- [Aim of the exercise]:
Could you retype the records below word for word, starting at the line that contains "Can you find the dense" and continuing through the last line of the records?
==== Dataset entries
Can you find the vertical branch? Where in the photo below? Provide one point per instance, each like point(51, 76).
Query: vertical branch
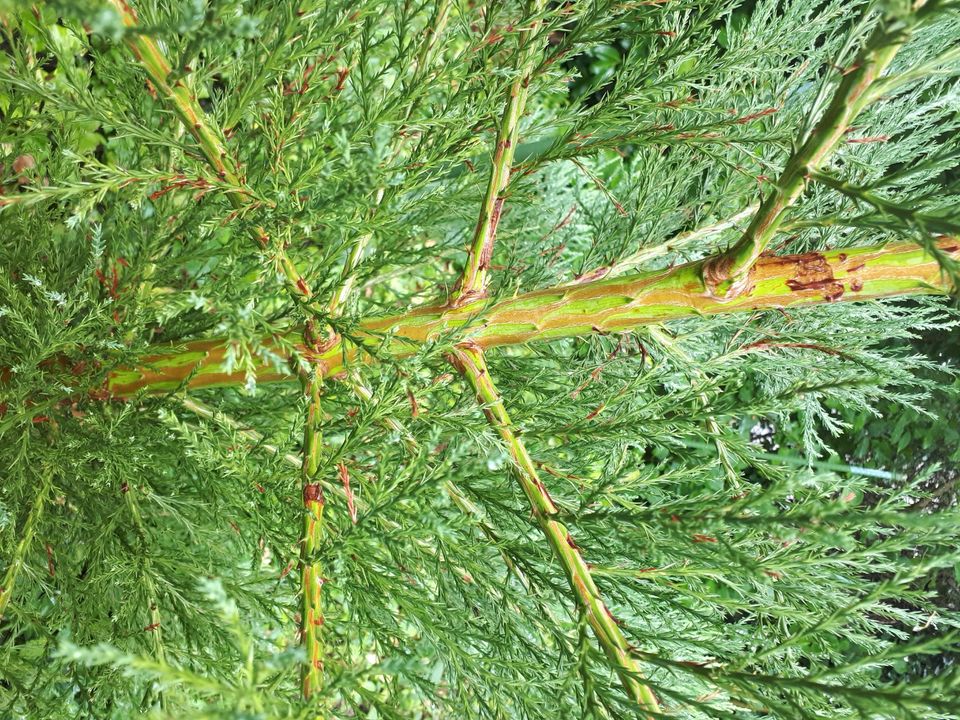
point(311, 612)
point(23, 547)
point(424, 57)
point(726, 275)
point(469, 360)
point(473, 283)
point(155, 628)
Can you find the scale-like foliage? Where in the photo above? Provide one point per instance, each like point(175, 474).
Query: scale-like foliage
point(238, 170)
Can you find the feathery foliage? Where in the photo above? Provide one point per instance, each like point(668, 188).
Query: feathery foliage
point(378, 358)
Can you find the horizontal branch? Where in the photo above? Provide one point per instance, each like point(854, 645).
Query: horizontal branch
point(602, 306)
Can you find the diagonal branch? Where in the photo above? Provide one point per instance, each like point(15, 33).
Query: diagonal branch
point(469, 360)
point(311, 617)
point(175, 93)
point(726, 275)
point(23, 547)
point(473, 283)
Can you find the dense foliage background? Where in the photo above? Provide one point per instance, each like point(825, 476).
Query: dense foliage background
point(704, 467)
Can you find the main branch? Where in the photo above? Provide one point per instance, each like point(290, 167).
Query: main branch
point(603, 306)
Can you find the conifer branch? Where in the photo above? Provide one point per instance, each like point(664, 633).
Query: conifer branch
point(469, 360)
point(23, 546)
point(155, 627)
point(666, 341)
point(598, 307)
point(673, 245)
point(473, 283)
point(312, 580)
point(726, 274)
point(433, 32)
point(179, 97)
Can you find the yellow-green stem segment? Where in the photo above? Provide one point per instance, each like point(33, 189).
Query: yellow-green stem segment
point(603, 306)
point(725, 274)
point(469, 360)
point(473, 283)
point(177, 95)
point(23, 546)
point(311, 613)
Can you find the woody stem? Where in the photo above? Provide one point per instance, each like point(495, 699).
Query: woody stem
point(726, 275)
point(473, 283)
point(311, 613)
point(469, 360)
point(602, 306)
========
- [Solution to this problem]:
Can you find the dense foliage background? Where in the photo above? Provide one point per instance, each like point(825, 476).
Query: dense foliage background
point(704, 467)
Can you find the main branch? Where in the photo above? Provide one point per instance, each like point(290, 167).
Query: main branch
point(603, 306)
Can you find the conifer branch? Where in the photo above? Provide one point per instance, each like point(664, 633).
Query: conifer branch
point(469, 360)
point(23, 546)
point(155, 627)
point(666, 341)
point(598, 307)
point(673, 245)
point(473, 283)
point(312, 580)
point(726, 274)
point(433, 32)
point(179, 97)
Can you find the yellow-green stem segment? Where in the photo above? Provide one point per instance, each like point(33, 189).
Query: yellow-green stem segment
point(603, 306)
point(725, 274)
point(469, 360)
point(473, 283)
point(177, 95)
point(23, 546)
point(311, 613)
Can you find the woody stem? Where in the photo above? Provide one point per instance, each like point(495, 699).
Query: woody stem
point(726, 275)
point(473, 283)
point(311, 613)
point(469, 360)
point(602, 306)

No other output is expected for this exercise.